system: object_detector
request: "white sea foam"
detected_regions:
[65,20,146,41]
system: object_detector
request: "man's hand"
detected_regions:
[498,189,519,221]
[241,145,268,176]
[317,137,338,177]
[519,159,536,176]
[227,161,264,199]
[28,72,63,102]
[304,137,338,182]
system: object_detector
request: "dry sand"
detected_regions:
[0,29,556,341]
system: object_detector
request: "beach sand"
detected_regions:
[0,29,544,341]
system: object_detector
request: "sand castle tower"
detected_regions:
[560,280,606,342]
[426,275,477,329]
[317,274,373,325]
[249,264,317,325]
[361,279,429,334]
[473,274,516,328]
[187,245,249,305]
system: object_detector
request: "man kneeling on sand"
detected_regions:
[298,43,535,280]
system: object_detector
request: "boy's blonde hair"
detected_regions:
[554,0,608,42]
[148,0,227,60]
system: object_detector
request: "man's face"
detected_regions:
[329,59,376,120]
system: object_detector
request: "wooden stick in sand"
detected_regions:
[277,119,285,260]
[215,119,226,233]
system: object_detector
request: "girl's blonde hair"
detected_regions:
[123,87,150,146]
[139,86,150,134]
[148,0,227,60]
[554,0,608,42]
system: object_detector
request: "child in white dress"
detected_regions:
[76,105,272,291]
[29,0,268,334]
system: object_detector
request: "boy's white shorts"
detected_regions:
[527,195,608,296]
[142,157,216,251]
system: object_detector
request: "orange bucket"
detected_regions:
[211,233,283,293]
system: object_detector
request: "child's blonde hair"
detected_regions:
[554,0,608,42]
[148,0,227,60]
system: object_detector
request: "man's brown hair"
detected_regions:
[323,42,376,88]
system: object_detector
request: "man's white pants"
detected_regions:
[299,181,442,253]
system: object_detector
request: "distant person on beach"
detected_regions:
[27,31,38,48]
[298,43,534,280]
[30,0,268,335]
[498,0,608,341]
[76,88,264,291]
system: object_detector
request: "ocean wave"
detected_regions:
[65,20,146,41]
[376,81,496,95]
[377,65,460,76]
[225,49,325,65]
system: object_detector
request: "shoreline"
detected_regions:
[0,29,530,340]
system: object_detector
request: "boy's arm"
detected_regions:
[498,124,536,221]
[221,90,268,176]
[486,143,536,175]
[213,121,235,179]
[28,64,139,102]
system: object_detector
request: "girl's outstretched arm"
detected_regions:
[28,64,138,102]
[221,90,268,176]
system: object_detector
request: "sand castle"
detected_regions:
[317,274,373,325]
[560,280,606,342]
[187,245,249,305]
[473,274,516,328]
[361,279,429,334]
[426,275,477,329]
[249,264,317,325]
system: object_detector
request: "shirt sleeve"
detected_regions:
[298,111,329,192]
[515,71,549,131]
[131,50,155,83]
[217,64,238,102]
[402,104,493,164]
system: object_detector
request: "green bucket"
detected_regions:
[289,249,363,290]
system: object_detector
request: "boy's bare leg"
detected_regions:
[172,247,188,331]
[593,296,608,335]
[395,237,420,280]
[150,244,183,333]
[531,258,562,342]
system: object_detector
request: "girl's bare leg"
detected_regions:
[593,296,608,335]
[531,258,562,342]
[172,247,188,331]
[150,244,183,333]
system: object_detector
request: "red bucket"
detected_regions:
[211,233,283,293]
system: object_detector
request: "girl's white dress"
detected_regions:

:: Exercise prompt ::
Copy all of the lines above, character for character, with no changes.

:: Exercise response ::
system: object_detector
request: "white sea foam"
detected_regions:
[65,20,146,41]
system: object_detector
request: "man's hand"
detected_regions:
[498,189,519,221]
[241,145,268,176]
[317,137,338,177]
[519,159,536,176]
[227,161,264,199]
[28,72,63,102]
[304,137,338,182]
system: object_detector
request: "dry sand"
detected_regions:
[0,29,556,341]
system: object_detector
request: "beach sand"
detected_regions:
[0,29,544,341]
system: object_detector
request: "sand castle tower"
detected_regions:
[560,280,606,342]
[426,275,477,329]
[317,274,373,325]
[249,264,317,325]
[361,279,429,334]
[473,274,516,328]
[187,245,249,305]
system: object_detector
request: "man kneeling on sand"
detected_regions:
[298,43,535,280]
system: object_detector
request: "boy's blonde hair"
detected_regions:
[554,0,608,42]
[148,0,227,60]
system: object_detector
request: "man's face"
detected_regions:
[329,59,376,120]
system: object_detector
request: "wooden stick in sand"
detected_regions:
[277,119,285,260]
[215,119,226,233]
system: object_detector
request: "girl's blonde hair"
detected_regions:
[123,87,150,146]
[139,86,150,134]
[148,0,227,60]
[554,0,608,42]
system: object_detector
request: "child in white dress"
detected_regions:
[76,105,272,291]
[29,0,268,334]
system: object_detector
request: "boy's white shorts"
detected_regions:
[527,195,608,296]
[142,157,216,251]
system: object_detector
request: "orange bucket"
detected_regions:
[211,233,283,293]
system: object_detector
request: "child's blonde hair"
detected_regions:
[554,0,608,42]
[148,0,227,60]
system: object_detector
request: "man's brown hair"
detected_regions:
[323,42,376,88]
system: object_detector
request: "man's white pants"
detected_regions:
[299,181,442,253]
system: object_detector
request: "distant person on beach"
detected_regions:
[27,31,38,48]
[298,43,534,280]
[30,0,268,335]
[498,0,608,341]
[76,88,264,291]
system: object_detector
request: "ocean wave"
detected_regions:
[65,20,146,41]
[376,81,496,95]
[377,65,460,76]
[225,49,325,65]
system: object_detector
request: "shoreline"
detected_regions:
[0,29,530,340]
system: object_detector
request: "boy's arm"
detected_regions:
[498,124,536,221]
[221,90,268,176]
[486,143,536,175]
[213,121,235,179]
[28,64,139,102]
system: object_detector
request: "girl's outstretched arm"
detected_regions:
[28,64,138,102]
[221,90,268,176]
system: object_detector
request: "sand castle"
detected_regions:
[317,274,373,325]
[560,280,606,342]
[187,245,249,305]
[473,274,516,328]
[361,279,429,334]
[426,275,477,329]
[249,264,317,325]
system: object_detector
request: "shirt sleeve"
detected_regions:
[298,111,329,192]
[515,71,549,131]
[131,50,155,83]
[217,64,238,102]
[402,104,493,164]
system: object_detector
request: "green bucket"
detected_regions:
[289,249,363,290]
system: object_detector
request: "boy's bare leg"
detected_regions:
[172,247,188,331]
[593,296,608,335]
[395,237,420,280]
[150,244,183,333]
[531,258,562,342]
system: object_detector
request: "girl's bare leg"
detected_regions:
[593,296,608,335]
[531,258,562,342]
[172,247,188,331]
[150,244,183,333]
system: object_detector
request: "red bucket"
detected_regions:
[211,233,283,293]
system: object_detector
request: "girl's white dress"
detected_regions:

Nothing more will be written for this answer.